* **WRITTEN TASK**: Copy the rows starting at "Cam-trap alert: motion was detected. Identify bare" and ending at "189, 0, 434, 166", changing "bare tree" to "leafless tree" and leaving everything else as it is.

* **RECORDS**:
┄┄┄┄┄┄
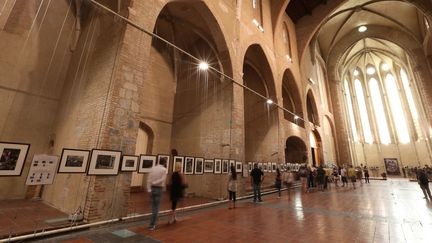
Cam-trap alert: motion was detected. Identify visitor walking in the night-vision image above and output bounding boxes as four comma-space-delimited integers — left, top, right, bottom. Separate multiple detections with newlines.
147, 158, 167, 230
275, 168, 282, 198
228, 165, 237, 209
250, 164, 264, 202
363, 165, 370, 184
169, 165, 187, 224
283, 170, 294, 201
417, 169, 432, 200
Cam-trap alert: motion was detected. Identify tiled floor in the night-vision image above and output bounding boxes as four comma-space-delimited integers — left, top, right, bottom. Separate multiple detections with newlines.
27, 180, 432, 243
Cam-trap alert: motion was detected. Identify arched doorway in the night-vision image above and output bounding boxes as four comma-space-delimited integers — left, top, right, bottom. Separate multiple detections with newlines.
285, 136, 308, 163
309, 130, 323, 166
243, 44, 278, 161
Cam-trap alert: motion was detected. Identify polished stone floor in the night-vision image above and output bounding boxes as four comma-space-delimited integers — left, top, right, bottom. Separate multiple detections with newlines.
28, 179, 432, 243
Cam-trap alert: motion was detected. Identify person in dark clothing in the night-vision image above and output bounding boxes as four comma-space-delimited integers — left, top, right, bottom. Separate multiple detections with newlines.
363, 165, 370, 183
417, 169, 432, 200
169, 166, 186, 224
316, 165, 325, 191
275, 168, 282, 198
250, 164, 264, 202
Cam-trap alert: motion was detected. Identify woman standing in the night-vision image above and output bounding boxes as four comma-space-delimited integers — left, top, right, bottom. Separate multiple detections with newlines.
275, 168, 282, 198
169, 166, 187, 224
228, 165, 237, 209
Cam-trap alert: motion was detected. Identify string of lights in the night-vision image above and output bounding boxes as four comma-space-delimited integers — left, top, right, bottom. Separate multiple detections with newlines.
89, 0, 306, 122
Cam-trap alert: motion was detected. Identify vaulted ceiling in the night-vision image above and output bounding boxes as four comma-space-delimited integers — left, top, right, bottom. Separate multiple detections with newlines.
285, 0, 327, 23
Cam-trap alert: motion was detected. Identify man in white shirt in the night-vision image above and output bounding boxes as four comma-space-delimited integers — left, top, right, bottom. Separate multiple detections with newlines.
147, 158, 167, 230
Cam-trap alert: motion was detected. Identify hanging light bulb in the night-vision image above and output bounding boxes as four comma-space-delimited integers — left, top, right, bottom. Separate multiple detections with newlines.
198, 62, 209, 71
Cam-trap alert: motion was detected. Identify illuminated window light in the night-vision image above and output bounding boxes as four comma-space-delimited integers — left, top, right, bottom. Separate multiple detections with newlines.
198, 62, 209, 71
366, 67, 375, 75
358, 25, 367, 33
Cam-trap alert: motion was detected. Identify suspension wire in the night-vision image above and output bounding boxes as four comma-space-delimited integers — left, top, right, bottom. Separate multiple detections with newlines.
88, 0, 306, 122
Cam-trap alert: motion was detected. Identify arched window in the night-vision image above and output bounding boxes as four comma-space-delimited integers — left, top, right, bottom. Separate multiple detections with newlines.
344, 80, 359, 142
400, 69, 423, 138
369, 78, 391, 144
354, 79, 373, 143
385, 73, 410, 143
282, 23, 292, 62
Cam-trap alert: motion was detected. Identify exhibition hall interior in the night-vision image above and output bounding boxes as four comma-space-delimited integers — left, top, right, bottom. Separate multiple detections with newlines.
0, 0, 432, 242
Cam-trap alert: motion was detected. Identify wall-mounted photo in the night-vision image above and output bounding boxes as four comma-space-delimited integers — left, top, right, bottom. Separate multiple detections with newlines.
204, 159, 214, 173
58, 148, 90, 173
0, 142, 30, 176
195, 158, 204, 174
184, 157, 195, 175
87, 149, 121, 175
157, 154, 170, 174
215, 159, 222, 174
222, 159, 229, 174
229, 159, 235, 168
121, 155, 138, 171
138, 154, 156, 173
236, 161, 243, 173
173, 156, 184, 172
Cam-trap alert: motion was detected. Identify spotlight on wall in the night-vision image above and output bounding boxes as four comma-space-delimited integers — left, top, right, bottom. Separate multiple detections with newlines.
198, 62, 209, 71
358, 25, 367, 33
366, 67, 375, 75
381, 63, 390, 71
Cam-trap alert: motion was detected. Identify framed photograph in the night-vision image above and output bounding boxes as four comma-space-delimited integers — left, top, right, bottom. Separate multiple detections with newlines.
195, 158, 204, 174
222, 159, 229, 174
138, 154, 156, 173
228, 159, 235, 170
87, 149, 121, 175
58, 148, 90, 173
262, 163, 267, 172
173, 156, 184, 172
0, 142, 30, 176
120, 155, 138, 171
215, 159, 222, 174
184, 157, 195, 175
236, 161, 243, 173
204, 159, 214, 173
156, 154, 170, 174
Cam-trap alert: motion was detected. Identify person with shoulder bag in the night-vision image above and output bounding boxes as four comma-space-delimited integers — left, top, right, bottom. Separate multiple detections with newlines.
228, 165, 237, 209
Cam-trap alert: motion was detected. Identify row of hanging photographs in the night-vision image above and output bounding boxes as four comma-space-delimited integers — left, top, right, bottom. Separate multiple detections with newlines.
0, 142, 284, 176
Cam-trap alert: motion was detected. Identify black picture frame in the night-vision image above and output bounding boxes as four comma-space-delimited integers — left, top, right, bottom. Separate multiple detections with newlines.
57, 148, 91, 173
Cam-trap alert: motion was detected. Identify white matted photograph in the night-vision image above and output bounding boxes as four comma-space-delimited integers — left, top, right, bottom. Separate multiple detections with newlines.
87, 149, 121, 175
204, 159, 214, 173
173, 156, 184, 172
236, 161, 243, 173
58, 148, 90, 173
214, 159, 222, 174
0, 142, 30, 176
195, 158, 204, 174
184, 157, 195, 175
120, 155, 138, 171
138, 154, 156, 173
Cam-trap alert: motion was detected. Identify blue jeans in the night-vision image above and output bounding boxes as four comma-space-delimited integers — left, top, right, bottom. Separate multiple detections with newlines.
253, 183, 261, 202
150, 186, 162, 227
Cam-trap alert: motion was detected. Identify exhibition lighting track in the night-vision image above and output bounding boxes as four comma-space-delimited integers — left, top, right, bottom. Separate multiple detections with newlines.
88, 0, 306, 122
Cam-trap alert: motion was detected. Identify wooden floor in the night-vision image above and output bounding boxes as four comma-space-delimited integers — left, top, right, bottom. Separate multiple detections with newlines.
27, 179, 432, 243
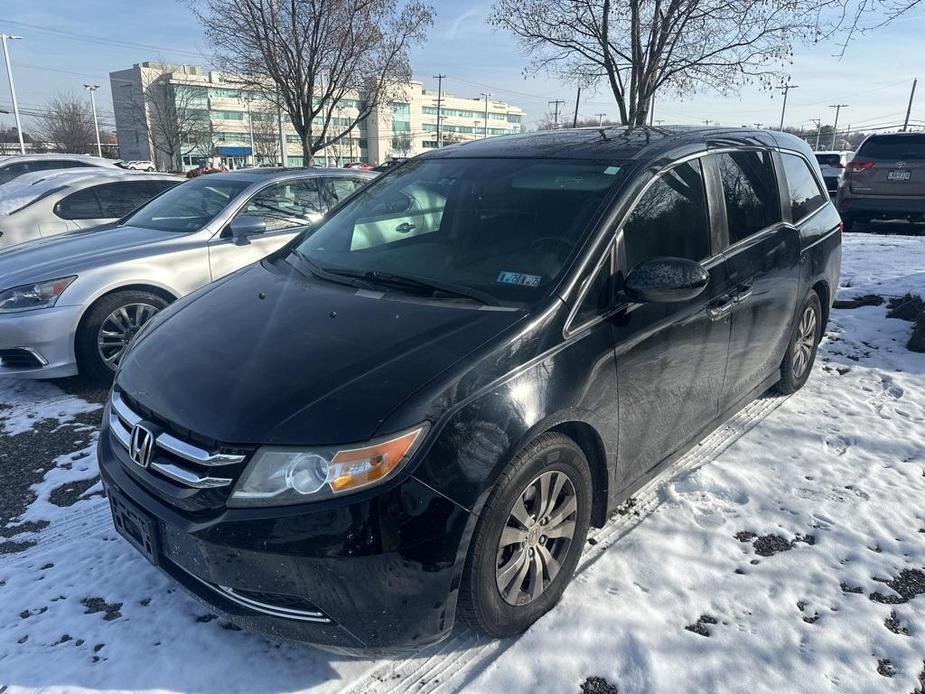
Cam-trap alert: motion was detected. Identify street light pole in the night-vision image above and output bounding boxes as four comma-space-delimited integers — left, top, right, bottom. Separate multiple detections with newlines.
84, 84, 103, 159
778, 84, 800, 131
829, 104, 848, 149
0, 34, 26, 154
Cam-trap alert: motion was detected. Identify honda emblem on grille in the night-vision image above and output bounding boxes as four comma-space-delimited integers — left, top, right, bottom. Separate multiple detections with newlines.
128, 424, 154, 468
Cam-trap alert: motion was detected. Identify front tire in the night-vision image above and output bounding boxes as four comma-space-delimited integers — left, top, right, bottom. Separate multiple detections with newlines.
458, 433, 592, 638
777, 292, 824, 395
74, 290, 168, 383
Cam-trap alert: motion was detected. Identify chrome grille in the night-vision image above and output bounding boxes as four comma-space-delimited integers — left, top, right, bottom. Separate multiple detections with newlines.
109, 390, 247, 489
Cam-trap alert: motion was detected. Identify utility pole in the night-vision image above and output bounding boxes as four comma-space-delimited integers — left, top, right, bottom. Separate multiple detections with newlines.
84, 84, 103, 159
0, 34, 26, 154
778, 84, 800, 130
241, 94, 257, 166
276, 104, 286, 166
546, 99, 565, 128
829, 104, 848, 149
903, 77, 919, 132
433, 75, 446, 148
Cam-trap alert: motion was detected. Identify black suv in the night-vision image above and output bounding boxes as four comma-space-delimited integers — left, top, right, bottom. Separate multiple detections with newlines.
98, 128, 841, 650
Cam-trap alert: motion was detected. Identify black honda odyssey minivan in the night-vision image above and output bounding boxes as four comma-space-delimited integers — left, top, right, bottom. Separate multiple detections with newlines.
98, 128, 841, 651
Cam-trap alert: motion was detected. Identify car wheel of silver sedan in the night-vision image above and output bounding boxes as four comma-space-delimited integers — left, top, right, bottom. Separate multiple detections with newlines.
74, 290, 168, 383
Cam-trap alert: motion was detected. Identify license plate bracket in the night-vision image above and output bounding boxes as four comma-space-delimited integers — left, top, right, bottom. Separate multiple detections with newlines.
107, 489, 158, 565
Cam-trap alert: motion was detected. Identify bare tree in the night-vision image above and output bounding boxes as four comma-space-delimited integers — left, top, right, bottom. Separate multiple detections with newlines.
34, 92, 96, 154
489, 0, 816, 125
189, 0, 434, 166
123, 72, 213, 170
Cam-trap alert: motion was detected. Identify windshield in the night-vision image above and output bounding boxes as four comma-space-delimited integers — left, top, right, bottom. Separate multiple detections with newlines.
857, 135, 925, 159
122, 176, 251, 232
296, 159, 620, 304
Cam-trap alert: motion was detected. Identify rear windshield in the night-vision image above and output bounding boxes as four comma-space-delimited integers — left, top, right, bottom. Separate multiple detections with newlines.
816, 154, 841, 166
858, 134, 925, 159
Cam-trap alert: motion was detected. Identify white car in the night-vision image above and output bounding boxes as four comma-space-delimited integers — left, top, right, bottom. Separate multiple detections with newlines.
0, 154, 116, 186
0, 168, 183, 251
814, 150, 854, 195
119, 159, 155, 171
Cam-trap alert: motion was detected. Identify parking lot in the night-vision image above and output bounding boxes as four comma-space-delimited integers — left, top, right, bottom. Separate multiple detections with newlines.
0, 231, 925, 692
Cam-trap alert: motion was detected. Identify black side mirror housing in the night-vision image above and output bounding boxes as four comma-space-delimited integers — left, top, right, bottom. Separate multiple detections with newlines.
228, 215, 267, 246
623, 257, 710, 303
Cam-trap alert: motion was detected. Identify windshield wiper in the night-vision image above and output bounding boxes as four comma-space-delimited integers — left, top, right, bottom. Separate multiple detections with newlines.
323, 268, 498, 306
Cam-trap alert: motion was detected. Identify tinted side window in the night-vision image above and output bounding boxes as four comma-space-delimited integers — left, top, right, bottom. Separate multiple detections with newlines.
623, 159, 710, 270
716, 151, 781, 245
781, 153, 828, 222
55, 188, 103, 219
94, 181, 153, 218
571, 253, 613, 328
238, 178, 324, 231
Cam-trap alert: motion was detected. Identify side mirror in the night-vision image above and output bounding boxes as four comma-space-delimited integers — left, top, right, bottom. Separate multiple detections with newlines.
623, 257, 710, 302
228, 215, 267, 246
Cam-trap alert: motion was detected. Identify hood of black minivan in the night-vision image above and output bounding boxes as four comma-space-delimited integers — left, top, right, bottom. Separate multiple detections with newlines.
117, 260, 526, 445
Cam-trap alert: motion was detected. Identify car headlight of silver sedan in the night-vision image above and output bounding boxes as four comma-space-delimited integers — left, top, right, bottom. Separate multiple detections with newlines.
0, 275, 77, 313
228, 423, 428, 507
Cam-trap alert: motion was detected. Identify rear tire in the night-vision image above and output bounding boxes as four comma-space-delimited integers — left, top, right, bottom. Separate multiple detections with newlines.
458, 433, 592, 638
777, 291, 824, 395
74, 290, 168, 384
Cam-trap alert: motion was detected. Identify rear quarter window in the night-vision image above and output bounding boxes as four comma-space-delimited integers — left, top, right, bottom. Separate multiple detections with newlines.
781, 152, 828, 222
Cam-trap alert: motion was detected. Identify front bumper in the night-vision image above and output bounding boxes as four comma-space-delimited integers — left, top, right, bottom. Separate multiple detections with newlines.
838, 194, 925, 219
0, 306, 81, 378
97, 418, 469, 653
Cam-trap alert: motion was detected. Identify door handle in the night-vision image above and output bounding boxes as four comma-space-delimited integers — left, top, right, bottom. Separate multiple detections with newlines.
707, 298, 736, 321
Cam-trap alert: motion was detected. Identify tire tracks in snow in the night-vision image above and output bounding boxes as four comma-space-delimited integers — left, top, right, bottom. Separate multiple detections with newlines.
343, 395, 787, 694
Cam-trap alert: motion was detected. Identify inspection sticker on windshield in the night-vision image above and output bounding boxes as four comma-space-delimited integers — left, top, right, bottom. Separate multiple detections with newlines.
495, 272, 543, 287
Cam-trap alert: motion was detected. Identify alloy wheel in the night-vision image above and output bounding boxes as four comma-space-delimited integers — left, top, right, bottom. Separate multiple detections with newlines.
793, 306, 818, 379
96, 303, 160, 371
495, 470, 578, 605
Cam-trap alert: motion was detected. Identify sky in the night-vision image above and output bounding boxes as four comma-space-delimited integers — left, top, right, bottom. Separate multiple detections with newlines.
0, 0, 925, 135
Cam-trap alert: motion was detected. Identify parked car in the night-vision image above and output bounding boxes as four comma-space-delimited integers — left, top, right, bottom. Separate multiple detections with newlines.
98, 127, 841, 650
837, 133, 925, 231
0, 169, 372, 381
815, 151, 854, 195
0, 168, 183, 250
0, 154, 115, 186
373, 157, 408, 173
119, 159, 157, 171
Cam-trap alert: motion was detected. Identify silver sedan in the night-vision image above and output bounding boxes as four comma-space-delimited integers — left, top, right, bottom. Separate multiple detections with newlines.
0, 169, 374, 380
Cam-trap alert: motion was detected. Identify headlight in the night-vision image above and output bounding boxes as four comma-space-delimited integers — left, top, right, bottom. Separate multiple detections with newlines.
0, 275, 77, 313
228, 424, 427, 506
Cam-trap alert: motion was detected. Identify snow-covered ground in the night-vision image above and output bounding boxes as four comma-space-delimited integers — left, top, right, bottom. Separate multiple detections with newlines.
0, 235, 925, 694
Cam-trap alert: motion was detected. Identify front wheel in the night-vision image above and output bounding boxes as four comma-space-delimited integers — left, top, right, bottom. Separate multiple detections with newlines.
777, 292, 823, 395
459, 433, 591, 637
74, 290, 167, 383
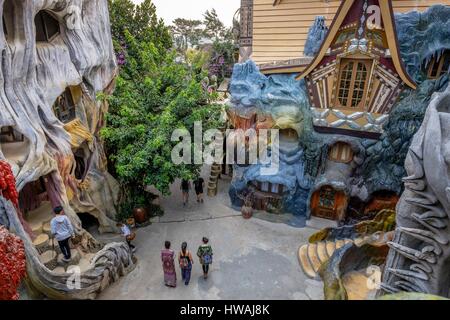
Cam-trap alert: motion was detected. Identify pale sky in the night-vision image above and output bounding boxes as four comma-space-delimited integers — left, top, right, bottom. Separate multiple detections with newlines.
132, 0, 241, 27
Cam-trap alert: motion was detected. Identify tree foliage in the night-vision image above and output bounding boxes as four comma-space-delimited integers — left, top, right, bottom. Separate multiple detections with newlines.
0, 225, 26, 300
102, 0, 220, 215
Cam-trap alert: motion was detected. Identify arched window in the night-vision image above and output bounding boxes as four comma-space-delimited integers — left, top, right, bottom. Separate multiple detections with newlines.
328, 142, 353, 163
428, 50, 450, 79
280, 128, 298, 141
34, 11, 59, 42
337, 59, 370, 109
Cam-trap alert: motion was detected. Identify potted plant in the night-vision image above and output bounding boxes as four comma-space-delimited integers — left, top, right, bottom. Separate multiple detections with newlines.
241, 193, 253, 219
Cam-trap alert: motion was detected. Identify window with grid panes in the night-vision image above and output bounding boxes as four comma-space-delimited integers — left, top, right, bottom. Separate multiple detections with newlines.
337, 59, 370, 109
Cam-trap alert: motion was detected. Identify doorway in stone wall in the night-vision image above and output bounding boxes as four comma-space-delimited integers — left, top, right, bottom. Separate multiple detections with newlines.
311, 186, 347, 220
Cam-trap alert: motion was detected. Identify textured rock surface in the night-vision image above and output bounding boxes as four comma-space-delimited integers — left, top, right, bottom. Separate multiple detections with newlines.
230, 6, 450, 222
383, 81, 450, 297
0, 0, 133, 299
0, 196, 135, 299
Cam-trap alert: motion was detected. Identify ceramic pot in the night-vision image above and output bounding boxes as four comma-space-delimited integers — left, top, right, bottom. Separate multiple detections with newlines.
133, 208, 148, 223
127, 218, 135, 228
241, 206, 253, 219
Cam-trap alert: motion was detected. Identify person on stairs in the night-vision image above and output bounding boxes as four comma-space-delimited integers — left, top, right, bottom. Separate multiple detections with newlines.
180, 179, 191, 207
50, 206, 75, 262
178, 242, 194, 285
116, 222, 136, 253
197, 237, 213, 279
194, 176, 205, 203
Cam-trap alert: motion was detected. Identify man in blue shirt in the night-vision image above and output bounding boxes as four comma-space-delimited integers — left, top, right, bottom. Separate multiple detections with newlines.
50, 206, 75, 261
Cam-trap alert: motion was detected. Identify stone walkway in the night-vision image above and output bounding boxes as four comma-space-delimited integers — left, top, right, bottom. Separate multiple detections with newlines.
98, 170, 323, 300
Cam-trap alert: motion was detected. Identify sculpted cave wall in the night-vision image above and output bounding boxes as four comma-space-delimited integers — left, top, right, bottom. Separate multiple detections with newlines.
0, 0, 133, 298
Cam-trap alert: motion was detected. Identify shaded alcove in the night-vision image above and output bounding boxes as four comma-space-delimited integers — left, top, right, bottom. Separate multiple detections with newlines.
77, 212, 100, 233
52, 87, 76, 123
311, 185, 348, 221
0, 126, 30, 166
34, 10, 60, 42
364, 190, 400, 214
280, 128, 298, 142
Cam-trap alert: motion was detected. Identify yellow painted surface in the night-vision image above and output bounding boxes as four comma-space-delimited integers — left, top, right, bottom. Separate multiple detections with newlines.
252, 0, 450, 64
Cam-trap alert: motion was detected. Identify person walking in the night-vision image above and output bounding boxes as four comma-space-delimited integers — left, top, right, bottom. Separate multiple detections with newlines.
194, 176, 205, 203
50, 206, 75, 262
181, 179, 191, 207
178, 242, 194, 285
116, 222, 136, 253
161, 241, 177, 288
197, 237, 213, 279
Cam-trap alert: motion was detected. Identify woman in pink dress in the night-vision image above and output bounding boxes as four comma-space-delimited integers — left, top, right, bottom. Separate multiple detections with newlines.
161, 241, 177, 288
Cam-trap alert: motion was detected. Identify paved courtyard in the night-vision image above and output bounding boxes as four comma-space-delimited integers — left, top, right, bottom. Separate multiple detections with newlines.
98, 174, 323, 300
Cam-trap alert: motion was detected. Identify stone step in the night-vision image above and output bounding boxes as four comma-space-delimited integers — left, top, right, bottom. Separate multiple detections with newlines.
326, 241, 336, 258
78, 258, 93, 272
317, 241, 330, 263
336, 239, 345, 249
52, 267, 66, 274
58, 250, 81, 269
353, 238, 365, 246
39, 250, 58, 270
308, 243, 322, 273
298, 244, 317, 278
29, 221, 43, 235
83, 253, 95, 263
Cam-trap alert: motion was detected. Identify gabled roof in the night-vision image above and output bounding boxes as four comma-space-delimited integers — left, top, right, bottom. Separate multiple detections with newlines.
296, 0, 416, 89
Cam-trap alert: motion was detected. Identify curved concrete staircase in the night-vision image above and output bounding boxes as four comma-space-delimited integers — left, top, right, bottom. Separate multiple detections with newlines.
298, 236, 370, 279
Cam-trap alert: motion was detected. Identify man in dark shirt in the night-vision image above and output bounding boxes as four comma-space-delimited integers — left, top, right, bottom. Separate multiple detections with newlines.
180, 179, 191, 206
194, 176, 205, 203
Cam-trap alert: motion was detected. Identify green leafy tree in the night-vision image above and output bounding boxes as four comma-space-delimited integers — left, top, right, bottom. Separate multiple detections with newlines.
203, 9, 230, 41
100, 0, 220, 218
171, 18, 203, 53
┄┄┄┄┄┄
* **THE RESPONSE**:
Cam-trap alert: motion was detected. Identify leafless tree in the night-vision image above and output bounding boxes as four comma-space-delimited integers — left, top, right, bottom. Separate multiple detections with newlines.
34, 92, 96, 154
489, 0, 816, 125
189, 0, 434, 166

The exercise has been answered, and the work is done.